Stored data
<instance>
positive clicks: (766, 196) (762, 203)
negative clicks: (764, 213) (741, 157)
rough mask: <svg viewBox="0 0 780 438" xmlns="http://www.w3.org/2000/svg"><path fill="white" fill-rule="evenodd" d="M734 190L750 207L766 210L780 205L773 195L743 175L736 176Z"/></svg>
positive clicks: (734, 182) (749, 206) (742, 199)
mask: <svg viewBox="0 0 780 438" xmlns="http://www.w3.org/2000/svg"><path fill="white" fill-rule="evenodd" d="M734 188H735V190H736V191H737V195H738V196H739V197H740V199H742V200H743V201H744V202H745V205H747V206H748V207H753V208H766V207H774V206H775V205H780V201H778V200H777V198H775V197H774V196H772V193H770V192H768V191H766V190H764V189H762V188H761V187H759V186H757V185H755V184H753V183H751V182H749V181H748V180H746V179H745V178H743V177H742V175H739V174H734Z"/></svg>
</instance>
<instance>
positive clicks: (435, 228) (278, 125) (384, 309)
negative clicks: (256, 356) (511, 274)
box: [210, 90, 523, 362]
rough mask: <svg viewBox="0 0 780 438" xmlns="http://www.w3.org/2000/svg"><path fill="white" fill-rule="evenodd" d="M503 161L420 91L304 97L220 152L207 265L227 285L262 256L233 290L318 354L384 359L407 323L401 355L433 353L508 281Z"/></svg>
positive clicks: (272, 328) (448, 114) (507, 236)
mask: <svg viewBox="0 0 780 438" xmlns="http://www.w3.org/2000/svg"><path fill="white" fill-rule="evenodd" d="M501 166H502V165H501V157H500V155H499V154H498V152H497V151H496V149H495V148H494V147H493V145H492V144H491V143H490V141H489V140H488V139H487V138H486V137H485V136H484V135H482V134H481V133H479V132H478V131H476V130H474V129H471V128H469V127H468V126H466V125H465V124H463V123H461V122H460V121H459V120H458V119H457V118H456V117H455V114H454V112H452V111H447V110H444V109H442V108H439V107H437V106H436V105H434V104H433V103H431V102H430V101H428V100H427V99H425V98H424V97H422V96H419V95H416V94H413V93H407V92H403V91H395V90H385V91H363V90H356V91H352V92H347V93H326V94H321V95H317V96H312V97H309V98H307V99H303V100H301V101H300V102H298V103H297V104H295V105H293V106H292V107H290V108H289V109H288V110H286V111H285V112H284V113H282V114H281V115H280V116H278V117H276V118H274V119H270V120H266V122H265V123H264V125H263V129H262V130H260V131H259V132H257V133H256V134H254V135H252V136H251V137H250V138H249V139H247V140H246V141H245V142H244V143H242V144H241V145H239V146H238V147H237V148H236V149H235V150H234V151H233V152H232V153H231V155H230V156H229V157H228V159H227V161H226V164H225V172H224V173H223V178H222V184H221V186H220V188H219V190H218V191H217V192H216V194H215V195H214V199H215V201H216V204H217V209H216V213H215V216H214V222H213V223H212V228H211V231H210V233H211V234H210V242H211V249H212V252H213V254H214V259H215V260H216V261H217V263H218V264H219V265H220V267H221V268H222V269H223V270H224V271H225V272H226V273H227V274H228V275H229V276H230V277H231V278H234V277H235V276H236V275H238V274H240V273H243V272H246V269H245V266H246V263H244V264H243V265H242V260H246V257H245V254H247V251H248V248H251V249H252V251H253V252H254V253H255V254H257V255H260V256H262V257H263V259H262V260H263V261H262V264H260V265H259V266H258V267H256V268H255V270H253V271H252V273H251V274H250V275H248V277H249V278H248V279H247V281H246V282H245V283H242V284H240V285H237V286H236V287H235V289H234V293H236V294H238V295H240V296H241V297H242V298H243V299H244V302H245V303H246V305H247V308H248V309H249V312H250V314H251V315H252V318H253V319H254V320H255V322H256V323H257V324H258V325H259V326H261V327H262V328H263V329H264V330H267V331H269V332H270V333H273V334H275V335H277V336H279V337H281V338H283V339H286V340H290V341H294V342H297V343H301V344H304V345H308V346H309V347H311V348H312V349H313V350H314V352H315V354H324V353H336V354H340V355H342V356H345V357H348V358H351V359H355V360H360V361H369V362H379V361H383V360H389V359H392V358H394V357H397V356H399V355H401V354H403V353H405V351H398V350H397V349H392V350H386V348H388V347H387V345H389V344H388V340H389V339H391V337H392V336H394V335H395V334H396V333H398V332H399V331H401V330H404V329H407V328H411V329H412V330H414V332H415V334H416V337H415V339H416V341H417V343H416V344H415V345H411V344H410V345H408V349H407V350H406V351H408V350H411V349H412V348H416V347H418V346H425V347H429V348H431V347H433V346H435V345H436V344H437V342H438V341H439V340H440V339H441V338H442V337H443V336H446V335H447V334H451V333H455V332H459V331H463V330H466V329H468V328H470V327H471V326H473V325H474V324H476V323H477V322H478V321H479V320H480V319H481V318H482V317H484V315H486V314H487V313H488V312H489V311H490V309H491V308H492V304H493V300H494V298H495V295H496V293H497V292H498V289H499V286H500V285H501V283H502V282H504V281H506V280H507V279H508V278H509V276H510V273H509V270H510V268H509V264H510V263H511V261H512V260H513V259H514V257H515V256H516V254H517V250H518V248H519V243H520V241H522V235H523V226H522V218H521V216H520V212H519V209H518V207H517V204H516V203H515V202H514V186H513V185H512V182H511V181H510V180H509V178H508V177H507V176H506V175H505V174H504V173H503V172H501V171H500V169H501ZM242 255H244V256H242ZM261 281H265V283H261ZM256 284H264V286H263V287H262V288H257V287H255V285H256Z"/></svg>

> WORK ITEM
All of the records above are to be repeated exactly.

> TASK OUTPUT
<instance>
positive clicks: (766, 196) (762, 203)
negative clicks: (764, 213) (741, 157)
rough mask: <svg viewBox="0 0 780 438" xmlns="http://www.w3.org/2000/svg"><path fill="white" fill-rule="evenodd" d="M734 190L750 207L766 210L780 205L773 195L743 175L736 176Z"/></svg>
positive clicks: (734, 182) (749, 206) (742, 199)
mask: <svg viewBox="0 0 780 438" xmlns="http://www.w3.org/2000/svg"><path fill="white" fill-rule="evenodd" d="M734 188H735V190H736V191H737V195H738V196H739V197H740V199H742V200H743V201H744V202H745V205H747V206H748V207H753V208H766V207H774V206H775V205H780V201H778V200H777V198H775V197H774V196H772V193H770V192H768V191H766V190H764V189H762V188H761V187H759V186H757V185H755V184H753V183H751V182H749V181H748V180H746V179H745V178H743V177H742V175H739V174H734Z"/></svg>
</instance>
<instance>
positive clicks: (435, 228) (278, 125) (384, 309)
negative clicks: (256, 356) (511, 274)
box: [210, 90, 523, 362]
rough mask: <svg viewBox="0 0 780 438" xmlns="http://www.w3.org/2000/svg"><path fill="white" fill-rule="evenodd" d="M503 161L420 91L304 97L220 152L207 265L227 285L262 256L233 290L318 354L384 359L407 323L401 355L433 353L508 281Z"/></svg>
positive clicks: (272, 328) (448, 114) (507, 236)
mask: <svg viewBox="0 0 780 438" xmlns="http://www.w3.org/2000/svg"><path fill="white" fill-rule="evenodd" d="M501 166H502V165H501V157H500V155H499V154H498V152H497V151H496V149H495V148H494V147H493V145H492V144H491V143H490V141H489V140H488V139H487V138H486V137H485V136H484V135H482V134H481V133H479V132H478V131H476V130H474V129H471V128H469V127H468V126H466V125H465V124H463V123H461V122H460V121H459V120H458V119H457V118H456V117H455V114H454V112H452V111H447V110H444V109H442V108H439V107H437V106H436V105H434V104H433V103H431V102H430V101H428V100H427V99H425V98H424V97H422V96H419V95H416V94H413V93H407V92H403V91H395V90H385V91H363V90H356V91H352V92H347V93H326V94H321V95H317V96H312V97H309V98H307V99H303V100H301V101H300V102H298V103H297V104H295V105H293V106H292V107H290V108H289V109H288V110H286V111H285V112H284V113H282V114H281V115H280V116H278V117H276V118H274V119H270V120H266V122H265V123H264V125H263V129H262V130H260V131H259V132H257V133H256V134H254V135H252V136H251V137H250V138H249V139H247V140H246V141H245V142H244V143H242V144H241V145H239V146H238V147H237V148H236V149H235V150H234V151H233V152H232V153H231V155H230V156H229V157H228V159H227V161H226V164H225V172H224V173H223V178H222V184H221V186H220V188H219V190H218V191H217V192H216V194H215V195H214V199H215V201H216V204H217V209H216V213H215V216H214V222H213V223H212V228H211V231H210V233H211V234H210V242H211V249H212V252H213V254H214V259H215V260H216V261H217V263H218V264H219V265H220V267H221V268H222V269H223V270H224V271H225V272H226V273H227V274H228V275H229V276H230V277H231V278H234V277H235V276H236V275H238V274H240V273H243V272H246V269H245V266H246V263H244V264H243V265H242V260H246V257H245V254H247V251H248V248H251V249H252V251H253V252H254V253H255V254H257V255H260V256H262V257H263V259H262V260H263V261H262V264H260V265H259V266H258V267H256V268H255V270H253V271H252V273H251V274H250V275H248V277H249V278H248V279H247V281H246V282H245V283H242V284H240V285H237V286H236V287H235V289H234V293H236V294H238V295H240V296H241V297H242V298H243V299H244V302H245V303H246V305H247V308H248V309H249V312H250V314H251V315H252V318H253V319H254V320H255V322H256V323H257V324H258V325H259V326H261V327H262V328H263V329H264V330H267V331H269V332H270V333H273V334H275V335H277V336H279V337H281V338H283V339H286V340H290V341H294V342H297V343H301V344H304V345H308V346H309V347H311V348H312V349H313V350H314V352H315V354H324V353H336V354H340V355H342V356H345V357H348V358H351V359H355V360H360V361H369V362H379V361H383V360H389V359H392V358H394V357H397V356H399V355H401V354H403V353H405V351H398V350H397V349H392V350H386V348H388V347H387V345H389V344H388V340H389V339H391V337H392V336H394V335H395V334H396V333H398V332H399V331H401V330H404V329H407V328H411V329H412V330H414V332H415V334H416V337H415V339H416V341H417V343H416V344H415V345H411V344H410V345H408V349H407V350H406V351H408V350H411V349H412V348H416V347H418V346H425V347H429V348H431V347H433V346H435V345H436V344H437V342H438V341H439V340H440V339H441V338H442V337H443V336H446V335H447V334H451V333H455V332H459V331H463V330H466V329H468V328H470V327H471V326H473V325H474V324H476V323H477V322H478V321H479V320H480V319H481V318H482V317H484V315H486V314H487V313H488V312H489V311H490V309H491V308H492V304H493V300H494V298H495V295H496V293H497V292H498V289H499V286H500V285H501V283H502V282H504V281H506V280H507V279H508V278H509V276H510V273H509V270H510V268H509V264H510V263H511V261H512V260H513V259H514V257H515V256H516V254H517V250H518V248H519V243H520V241H522V235H523V226H522V218H521V216H520V212H519V209H518V207H517V204H516V203H515V202H514V186H513V185H512V182H511V181H510V180H509V178H508V177H507V176H506V175H505V174H504V173H503V172H501V171H500V169H501ZM242 255H244V256H242ZM261 281H265V283H261ZM256 284H264V286H263V287H262V288H257V287H255V285H256Z"/></svg>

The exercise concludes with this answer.